Required task » Continue the passage on lambda regulation for catalytic converters, starting right after its final sentence.

Page excerpt »
____
The invention consequently enables stochiometric trimming of the mixture of each of the cylinder-specific individual catalytic converters with a single lambda probe, in order to operate all the individual catalytic converters in the catalytic converter window and thus to achieve the maximum degree of efficiency of the individual catalytic converters in a stable long-term manner.

Depending on the possible speed of reconstruction of the cylinder-specific lambda signals, the trim regulation is usefully carried out with a P-component and an I-component (high speed of signal reconstruction) or with only an I-component (low speed of signal reconstruction).

If necessary, the cylinder-specific trim regulation for the individual catalytic converters can be overlaid with the average-value trim regulation over all the cylinders, which is customarily used as standard today in order to correct age-determined measurement errors by the lambda probe.

A further advantage of the invention is that when determining the mean lambda setpoint value from constant waveforms of the cylinder-specific lambda signals over all the cylinders an offset error of the lambda probe does not affect the measurement result. An additional lambda probe for offset-error compensation is not therefore absolutely necessary, though it can of course be provided.

A third aspect of the invention relates to the lambda regulation for the main catalytic converter mounted downstream of the individual catalytic converters. In this connection, the invention provides that, when defining the parameters of the lambda regulation, configured in the usual manner, for the main catalytic converter and of an optionally provided average-value trim regulation, the oxygen storage capacity of the individual catalytic converters is taken into account. This taking into account is usefully effected by taking into account the period of time which lapses between a changeover of fuel injection caused by a rich-mixture or lean-mixture breakdown of an individual catalytic converter and the signal deviation of the relevant cylinder-specific lambda signal caused hereby.
____
(Dataset items)

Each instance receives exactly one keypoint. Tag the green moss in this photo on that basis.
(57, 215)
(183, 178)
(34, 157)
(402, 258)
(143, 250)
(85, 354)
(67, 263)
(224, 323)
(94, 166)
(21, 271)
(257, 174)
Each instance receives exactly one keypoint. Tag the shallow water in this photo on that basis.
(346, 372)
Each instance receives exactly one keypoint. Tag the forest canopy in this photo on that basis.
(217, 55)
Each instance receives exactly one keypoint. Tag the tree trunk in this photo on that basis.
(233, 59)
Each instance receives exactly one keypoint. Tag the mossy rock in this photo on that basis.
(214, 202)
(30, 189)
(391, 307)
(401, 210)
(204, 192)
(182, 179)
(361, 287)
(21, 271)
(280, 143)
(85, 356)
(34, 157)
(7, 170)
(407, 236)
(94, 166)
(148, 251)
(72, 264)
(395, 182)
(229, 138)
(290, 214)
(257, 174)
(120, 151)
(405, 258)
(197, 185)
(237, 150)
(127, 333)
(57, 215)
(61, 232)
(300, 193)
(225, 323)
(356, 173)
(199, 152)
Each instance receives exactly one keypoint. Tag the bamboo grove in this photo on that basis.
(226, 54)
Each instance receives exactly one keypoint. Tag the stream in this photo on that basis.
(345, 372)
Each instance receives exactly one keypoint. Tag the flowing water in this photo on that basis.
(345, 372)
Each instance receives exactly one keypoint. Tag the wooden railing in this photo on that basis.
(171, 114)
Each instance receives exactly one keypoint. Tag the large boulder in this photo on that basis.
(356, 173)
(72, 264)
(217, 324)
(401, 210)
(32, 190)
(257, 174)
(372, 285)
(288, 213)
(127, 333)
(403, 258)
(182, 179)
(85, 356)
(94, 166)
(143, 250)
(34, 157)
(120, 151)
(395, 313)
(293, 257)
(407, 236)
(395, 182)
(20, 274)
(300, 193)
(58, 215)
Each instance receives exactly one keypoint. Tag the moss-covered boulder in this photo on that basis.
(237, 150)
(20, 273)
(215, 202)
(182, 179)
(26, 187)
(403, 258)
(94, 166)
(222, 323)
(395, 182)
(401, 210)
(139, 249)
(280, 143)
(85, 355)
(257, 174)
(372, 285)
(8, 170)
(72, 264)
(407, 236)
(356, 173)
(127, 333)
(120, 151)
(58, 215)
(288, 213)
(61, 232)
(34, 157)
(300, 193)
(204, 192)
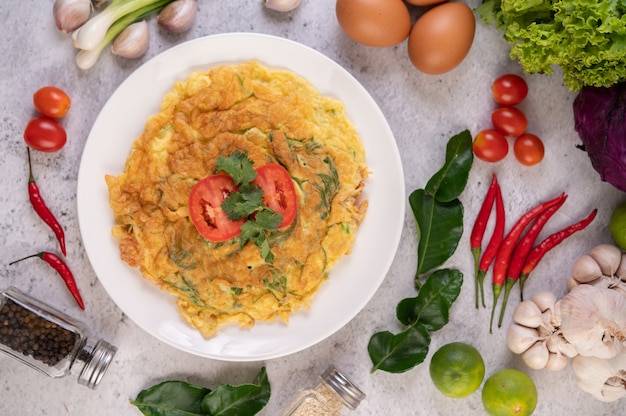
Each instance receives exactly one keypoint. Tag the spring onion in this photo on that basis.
(91, 35)
(87, 57)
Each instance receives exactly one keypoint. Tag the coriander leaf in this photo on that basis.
(448, 183)
(432, 305)
(439, 227)
(242, 400)
(401, 352)
(241, 204)
(171, 398)
(238, 166)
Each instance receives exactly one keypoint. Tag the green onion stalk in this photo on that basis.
(100, 30)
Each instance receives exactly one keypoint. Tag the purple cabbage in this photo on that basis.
(600, 120)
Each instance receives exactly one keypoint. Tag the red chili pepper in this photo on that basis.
(549, 243)
(494, 243)
(476, 238)
(521, 252)
(42, 209)
(506, 249)
(64, 271)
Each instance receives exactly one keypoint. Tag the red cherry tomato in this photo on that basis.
(490, 145)
(52, 102)
(45, 134)
(279, 194)
(509, 121)
(528, 149)
(205, 208)
(509, 89)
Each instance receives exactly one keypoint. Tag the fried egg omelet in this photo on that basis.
(274, 116)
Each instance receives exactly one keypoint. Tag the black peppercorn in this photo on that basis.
(50, 341)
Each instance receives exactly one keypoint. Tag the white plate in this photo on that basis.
(353, 281)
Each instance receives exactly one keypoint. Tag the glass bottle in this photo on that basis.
(333, 396)
(49, 340)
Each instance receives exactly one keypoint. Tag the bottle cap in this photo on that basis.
(97, 359)
(349, 393)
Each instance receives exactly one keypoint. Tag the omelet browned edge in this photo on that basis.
(274, 116)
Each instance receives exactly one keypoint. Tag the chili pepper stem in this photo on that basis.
(496, 294)
(508, 285)
(478, 282)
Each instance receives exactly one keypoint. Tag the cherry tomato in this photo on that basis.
(509, 89)
(45, 134)
(279, 194)
(509, 121)
(205, 208)
(528, 149)
(52, 102)
(490, 145)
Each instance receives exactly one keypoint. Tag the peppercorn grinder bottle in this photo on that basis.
(333, 396)
(50, 341)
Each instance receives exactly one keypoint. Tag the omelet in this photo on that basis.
(272, 116)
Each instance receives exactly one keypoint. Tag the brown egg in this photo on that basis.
(374, 22)
(442, 37)
(424, 2)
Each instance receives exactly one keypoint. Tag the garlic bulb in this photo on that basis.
(178, 16)
(282, 5)
(69, 15)
(594, 320)
(604, 379)
(536, 333)
(608, 257)
(604, 266)
(133, 42)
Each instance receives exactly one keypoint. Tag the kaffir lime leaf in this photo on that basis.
(617, 225)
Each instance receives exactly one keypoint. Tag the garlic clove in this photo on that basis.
(281, 5)
(536, 357)
(178, 16)
(604, 379)
(519, 338)
(572, 283)
(133, 42)
(593, 319)
(544, 300)
(69, 15)
(556, 362)
(556, 317)
(586, 269)
(567, 349)
(620, 273)
(527, 313)
(608, 257)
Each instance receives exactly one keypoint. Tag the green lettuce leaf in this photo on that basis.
(585, 38)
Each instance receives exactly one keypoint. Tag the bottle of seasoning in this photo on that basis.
(49, 340)
(333, 396)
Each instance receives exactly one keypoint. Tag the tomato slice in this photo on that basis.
(279, 194)
(205, 208)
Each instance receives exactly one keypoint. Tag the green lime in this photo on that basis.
(618, 225)
(509, 392)
(457, 369)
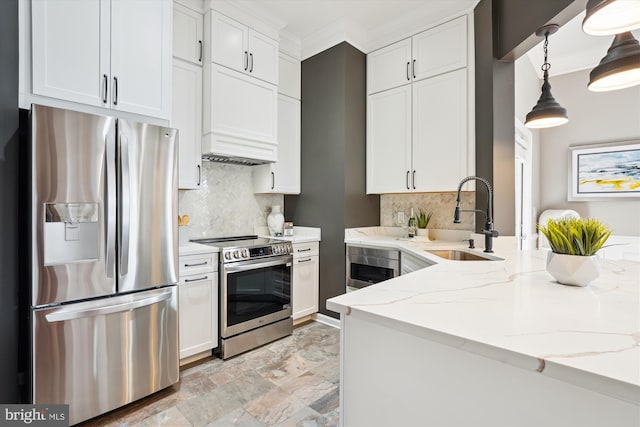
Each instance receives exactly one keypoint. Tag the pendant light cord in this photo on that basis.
(545, 67)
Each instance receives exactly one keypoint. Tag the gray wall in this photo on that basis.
(504, 30)
(594, 117)
(333, 159)
(9, 201)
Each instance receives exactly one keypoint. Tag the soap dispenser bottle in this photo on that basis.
(412, 225)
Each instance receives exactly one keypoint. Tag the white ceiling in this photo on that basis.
(366, 24)
(371, 24)
(571, 49)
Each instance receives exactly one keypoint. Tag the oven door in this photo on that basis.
(254, 293)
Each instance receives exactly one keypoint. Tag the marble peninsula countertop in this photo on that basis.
(512, 310)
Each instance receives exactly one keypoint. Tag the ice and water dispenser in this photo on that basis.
(71, 233)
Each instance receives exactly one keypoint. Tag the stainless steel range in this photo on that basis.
(255, 292)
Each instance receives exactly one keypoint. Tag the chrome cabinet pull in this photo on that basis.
(196, 279)
(196, 265)
(115, 91)
(105, 80)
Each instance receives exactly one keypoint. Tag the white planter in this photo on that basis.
(573, 270)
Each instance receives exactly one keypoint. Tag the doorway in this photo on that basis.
(525, 235)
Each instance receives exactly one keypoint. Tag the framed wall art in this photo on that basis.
(604, 171)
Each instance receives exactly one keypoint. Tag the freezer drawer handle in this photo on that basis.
(65, 314)
(196, 280)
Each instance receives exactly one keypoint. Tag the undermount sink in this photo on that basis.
(458, 255)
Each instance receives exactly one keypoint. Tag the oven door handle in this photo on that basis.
(253, 265)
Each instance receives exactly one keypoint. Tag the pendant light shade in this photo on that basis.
(608, 17)
(620, 68)
(547, 112)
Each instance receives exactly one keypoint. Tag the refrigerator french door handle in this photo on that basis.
(142, 301)
(110, 203)
(125, 205)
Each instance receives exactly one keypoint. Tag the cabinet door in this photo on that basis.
(187, 34)
(263, 57)
(242, 106)
(440, 131)
(287, 168)
(283, 176)
(141, 56)
(440, 49)
(186, 116)
(198, 314)
(71, 50)
(289, 76)
(305, 286)
(389, 141)
(389, 67)
(229, 42)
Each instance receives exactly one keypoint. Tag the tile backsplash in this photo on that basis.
(225, 205)
(440, 204)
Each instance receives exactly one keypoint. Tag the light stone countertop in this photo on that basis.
(512, 310)
(192, 248)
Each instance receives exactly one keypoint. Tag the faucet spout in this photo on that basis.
(489, 232)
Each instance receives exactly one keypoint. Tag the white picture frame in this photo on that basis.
(604, 171)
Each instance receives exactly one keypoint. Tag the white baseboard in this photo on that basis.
(328, 320)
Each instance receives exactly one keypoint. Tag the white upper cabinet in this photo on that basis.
(389, 141)
(283, 176)
(109, 53)
(141, 56)
(389, 67)
(440, 49)
(440, 149)
(289, 79)
(418, 123)
(435, 51)
(186, 116)
(241, 48)
(187, 34)
(71, 50)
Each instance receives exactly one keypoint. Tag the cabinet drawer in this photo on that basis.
(301, 250)
(198, 263)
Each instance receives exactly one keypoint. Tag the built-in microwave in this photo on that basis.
(368, 265)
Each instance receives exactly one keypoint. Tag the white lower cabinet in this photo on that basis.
(306, 279)
(198, 303)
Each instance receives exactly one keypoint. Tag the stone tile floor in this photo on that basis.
(290, 382)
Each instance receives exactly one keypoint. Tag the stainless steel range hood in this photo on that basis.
(233, 160)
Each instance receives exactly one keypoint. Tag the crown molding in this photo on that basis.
(343, 30)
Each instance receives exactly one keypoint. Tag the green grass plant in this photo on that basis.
(575, 236)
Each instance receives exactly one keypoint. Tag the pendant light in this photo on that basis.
(608, 17)
(620, 68)
(547, 112)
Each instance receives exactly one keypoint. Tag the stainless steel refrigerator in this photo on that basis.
(104, 260)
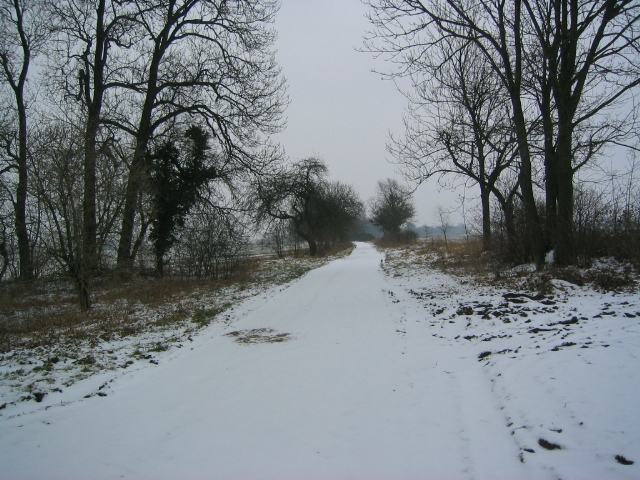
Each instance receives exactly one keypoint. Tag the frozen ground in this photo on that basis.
(366, 368)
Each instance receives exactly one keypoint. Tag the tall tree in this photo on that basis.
(24, 30)
(319, 211)
(92, 49)
(458, 125)
(209, 59)
(580, 58)
(179, 171)
(391, 207)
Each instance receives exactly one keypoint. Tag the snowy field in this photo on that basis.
(366, 368)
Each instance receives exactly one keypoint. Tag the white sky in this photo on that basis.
(340, 110)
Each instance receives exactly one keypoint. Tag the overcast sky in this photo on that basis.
(340, 110)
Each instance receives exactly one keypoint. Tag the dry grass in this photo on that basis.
(44, 313)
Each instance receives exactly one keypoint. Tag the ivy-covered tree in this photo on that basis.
(179, 173)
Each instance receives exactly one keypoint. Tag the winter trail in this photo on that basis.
(358, 392)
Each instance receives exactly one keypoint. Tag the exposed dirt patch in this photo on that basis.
(259, 335)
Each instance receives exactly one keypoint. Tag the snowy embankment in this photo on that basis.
(367, 369)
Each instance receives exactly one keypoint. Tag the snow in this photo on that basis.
(375, 380)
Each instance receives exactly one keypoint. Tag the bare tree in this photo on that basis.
(579, 58)
(210, 59)
(320, 212)
(458, 124)
(24, 31)
(444, 223)
(391, 207)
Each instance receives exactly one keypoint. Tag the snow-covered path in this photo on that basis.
(358, 392)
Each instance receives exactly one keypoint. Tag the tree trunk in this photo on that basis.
(486, 217)
(22, 232)
(565, 248)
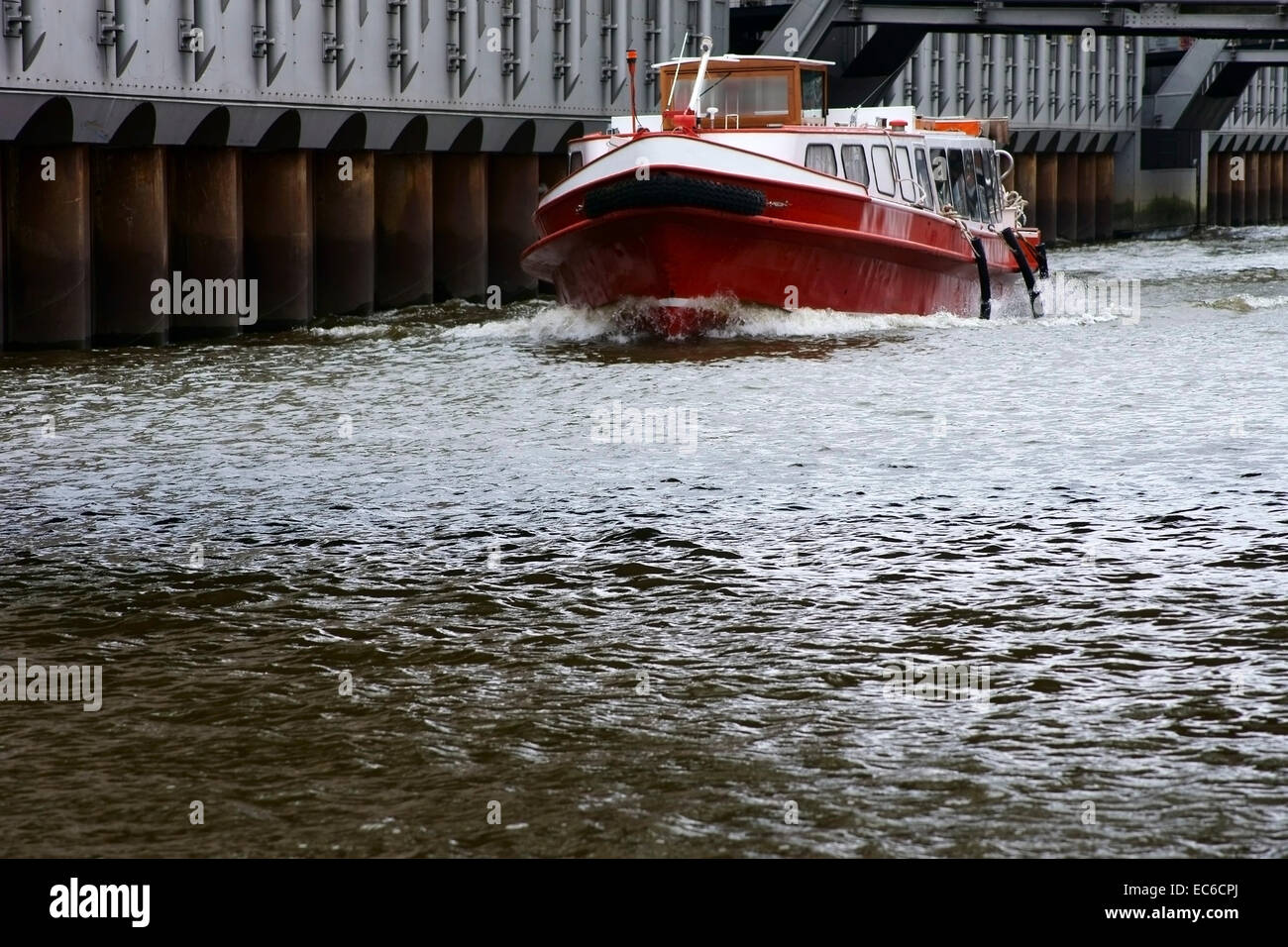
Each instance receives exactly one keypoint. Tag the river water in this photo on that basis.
(563, 642)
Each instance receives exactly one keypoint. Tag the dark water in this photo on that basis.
(652, 650)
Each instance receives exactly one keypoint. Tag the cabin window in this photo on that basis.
(973, 192)
(883, 169)
(820, 158)
(811, 89)
(988, 196)
(923, 176)
(956, 175)
(903, 163)
(939, 171)
(746, 94)
(854, 162)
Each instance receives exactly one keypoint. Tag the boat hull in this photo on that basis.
(675, 247)
(677, 269)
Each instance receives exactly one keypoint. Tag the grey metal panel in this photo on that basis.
(391, 58)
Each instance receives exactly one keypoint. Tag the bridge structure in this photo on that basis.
(1124, 116)
(353, 155)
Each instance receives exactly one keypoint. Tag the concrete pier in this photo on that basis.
(1237, 192)
(1252, 192)
(275, 206)
(1067, 197)
(1086, 196)
(1104, 196)
(344, 221)
(1048, 179)
(47, 217)
(404, 230)
(460, 227)
(130, 245)
(1278, 205)
(1263, 184)
(205, 211)
(1224, 196)
(511, 198)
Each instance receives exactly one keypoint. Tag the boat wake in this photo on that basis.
(550, 322)
(1245, 302)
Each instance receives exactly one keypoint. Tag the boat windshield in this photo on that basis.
(747, 94)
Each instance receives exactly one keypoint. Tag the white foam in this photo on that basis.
(1247, 302)
(548, 324)
(360, 330)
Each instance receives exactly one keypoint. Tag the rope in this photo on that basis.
(1013, 201)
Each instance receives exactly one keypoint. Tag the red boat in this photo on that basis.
(756, 192)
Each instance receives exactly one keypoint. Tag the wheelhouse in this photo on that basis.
(747, 91)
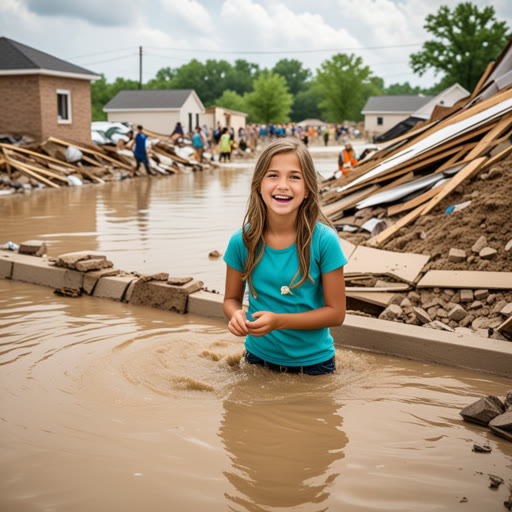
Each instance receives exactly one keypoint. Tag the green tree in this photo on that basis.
(465, 41)
(232, 100)
(270, 101)
(344, 84)
(294, 74)
(306, 104)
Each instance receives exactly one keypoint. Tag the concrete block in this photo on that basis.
(164, 296)
(483, 410)
(112, 287)
(32, 269)
(206, 304)
(6, 265)
(35, 247)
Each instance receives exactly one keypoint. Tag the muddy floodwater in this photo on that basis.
(106, 406)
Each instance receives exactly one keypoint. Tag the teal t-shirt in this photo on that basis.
(290, 347)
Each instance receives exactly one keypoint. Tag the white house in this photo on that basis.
(157, 110)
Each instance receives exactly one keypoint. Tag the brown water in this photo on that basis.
(106, 406)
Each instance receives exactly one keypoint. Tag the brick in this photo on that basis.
(6, 265)
(34, 270)
(206, 304)
(164, 296)
(112, 287)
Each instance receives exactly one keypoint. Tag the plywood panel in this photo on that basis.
(466, 279)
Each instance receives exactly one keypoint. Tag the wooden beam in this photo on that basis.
(469, 170)
(90, 151)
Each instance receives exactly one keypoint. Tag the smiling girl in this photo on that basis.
(290, 257)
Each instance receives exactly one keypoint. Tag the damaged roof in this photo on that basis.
(398, 104)
(150, 99)
(17, 58)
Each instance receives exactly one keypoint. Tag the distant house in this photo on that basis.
(42, 96)
(225, 117)
(157, 110)
(383, 112)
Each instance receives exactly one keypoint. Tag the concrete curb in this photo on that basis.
____
Task answer »
It is also usefully provided that the lambda regulation for the main catalytic converter distinguishes between operating states with constant signal waveforms (oxygen storage not exceeded) and operating states with signal deviations of the cylinder-specific lambda signals (oxygen storage exceeded) and adapts its behaviour by correspondingly adapting the controller parameters and/or controller structure to these two operating states.

These measures enable improvement in the quality of control of the lambda regulation for the main catalytic converter by taking into account the different operating states of the lambda regulation in the form of adaptation of the controller parameters and/or structural changeovers of the regulation.

A general advantage of the aspects described of the present invention is that the joint lambda probe for the individual catalytic converters can be a binary or continuous probe and the signal of this lambda probe can be used as a reference variable for regulating the mixture of multiple cylinder-specific individual catalytic converters.

BRIEF DESCRIPTION OF THE DRAWINGS

Further details of the invention will be explained with reference to the drawings, in which:

FIG. 1 shows a schematic diagram of a system configuration for the post-treatment of exhaust gas from a 4-cylinder internal combustion engine;

FIG. 2 shows a k pulse of a forced excitation and a reconstructed λ signal for a first cylinder of the internal combustion engine;

FIG. 3 shows a λ pulse and a reconstructed λ signal for a second cylinder;

FIG. 4 shows the signal of a joint lambda probe, taking into account the two cylinders according to FIGS. 2 and 3.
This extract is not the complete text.